An object containing attributes:

statisticfloating point array or NumPy scalar

Spearman correlation coefficient

pvaluefloating point array NumPy scalar

The p-value - the probabilitiy of realizing such an extreme statistic value under the null hypothesis that two samples have no ordinal correlation. See alternative above for alternative hypotheses.

Warns:
ConstantInputWarning

Raised if an input is a constant array. The correlation coefficient is not defined in this case, so np.nan is returned.

Notes

spearmanrho was created to make improvements to SciPy’s implementation of the Spearman correlation test without making backward-incompatible changes to spearmanr. Advantages of spearmanrho over spearmanr include:

  • spearmanrho follows standard array broadcasting rules.

  • spearmanrho is compatible with some non-NumPy arrays.
===
== EXERCISE DETAILS ==
Please copy the part of the spearmanrho documentation that opens with the words containing "statisticfloating point array" and closes with "np.nan is returned.", reproducing it word for word.
===
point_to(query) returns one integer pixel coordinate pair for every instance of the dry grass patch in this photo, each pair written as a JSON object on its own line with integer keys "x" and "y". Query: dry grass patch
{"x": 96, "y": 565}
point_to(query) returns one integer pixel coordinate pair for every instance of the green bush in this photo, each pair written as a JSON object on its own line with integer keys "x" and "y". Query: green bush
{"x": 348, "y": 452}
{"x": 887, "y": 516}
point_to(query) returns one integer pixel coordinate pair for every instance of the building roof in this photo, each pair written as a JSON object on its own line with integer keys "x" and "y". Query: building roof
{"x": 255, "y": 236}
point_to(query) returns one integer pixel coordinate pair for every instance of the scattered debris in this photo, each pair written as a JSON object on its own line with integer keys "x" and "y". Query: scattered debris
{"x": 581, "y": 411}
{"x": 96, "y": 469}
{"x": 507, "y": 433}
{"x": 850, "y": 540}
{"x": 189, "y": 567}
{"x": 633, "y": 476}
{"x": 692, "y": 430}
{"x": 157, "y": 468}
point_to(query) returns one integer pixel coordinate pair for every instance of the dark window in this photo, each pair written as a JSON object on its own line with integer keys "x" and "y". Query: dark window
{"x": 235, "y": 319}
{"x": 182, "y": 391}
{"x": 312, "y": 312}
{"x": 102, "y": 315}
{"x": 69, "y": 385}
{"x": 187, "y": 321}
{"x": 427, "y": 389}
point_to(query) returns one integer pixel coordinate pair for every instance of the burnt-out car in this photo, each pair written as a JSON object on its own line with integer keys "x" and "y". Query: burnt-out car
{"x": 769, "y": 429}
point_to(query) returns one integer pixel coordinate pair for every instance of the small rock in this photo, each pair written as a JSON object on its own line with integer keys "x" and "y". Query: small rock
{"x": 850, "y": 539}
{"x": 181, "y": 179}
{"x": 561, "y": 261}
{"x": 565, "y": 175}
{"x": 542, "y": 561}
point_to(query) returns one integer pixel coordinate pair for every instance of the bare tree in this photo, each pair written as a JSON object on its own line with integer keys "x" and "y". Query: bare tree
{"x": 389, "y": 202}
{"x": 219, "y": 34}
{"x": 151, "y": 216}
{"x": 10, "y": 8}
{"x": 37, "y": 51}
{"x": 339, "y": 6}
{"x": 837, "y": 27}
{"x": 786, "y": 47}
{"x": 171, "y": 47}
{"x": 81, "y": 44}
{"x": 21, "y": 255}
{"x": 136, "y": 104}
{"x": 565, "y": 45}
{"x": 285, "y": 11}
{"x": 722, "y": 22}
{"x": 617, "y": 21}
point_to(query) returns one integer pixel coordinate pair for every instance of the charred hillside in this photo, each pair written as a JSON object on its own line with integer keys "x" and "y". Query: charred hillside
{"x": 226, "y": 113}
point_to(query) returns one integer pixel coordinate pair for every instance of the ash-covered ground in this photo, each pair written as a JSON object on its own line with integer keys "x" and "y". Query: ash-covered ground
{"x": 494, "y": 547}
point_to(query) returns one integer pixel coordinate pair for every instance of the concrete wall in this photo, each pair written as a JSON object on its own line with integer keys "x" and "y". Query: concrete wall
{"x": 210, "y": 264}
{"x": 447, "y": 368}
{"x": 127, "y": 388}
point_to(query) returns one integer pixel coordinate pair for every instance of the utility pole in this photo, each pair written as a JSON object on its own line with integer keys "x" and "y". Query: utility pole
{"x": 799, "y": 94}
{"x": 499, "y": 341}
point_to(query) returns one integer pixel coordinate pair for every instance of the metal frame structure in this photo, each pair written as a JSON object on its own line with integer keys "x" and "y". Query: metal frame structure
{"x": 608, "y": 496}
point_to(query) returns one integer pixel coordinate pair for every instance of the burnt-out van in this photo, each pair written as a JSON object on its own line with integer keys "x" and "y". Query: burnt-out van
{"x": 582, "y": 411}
===
== TASK ANSWER ==
statisticfloating point array or NumPy scalar

Spearman correlation coefficient

pvaluefloating point array NumPy scalar

The p-value - the probabilitiy of realizing such an extreme statistic value under the null hypothesis that two samples have no ordinal correlation. See alternative above for alternative hypotheses.

Warns:
ConstantInputWarning

Raised if an input is a constant array. The correlation coefficient is not defined in this case, so np.nan is returned.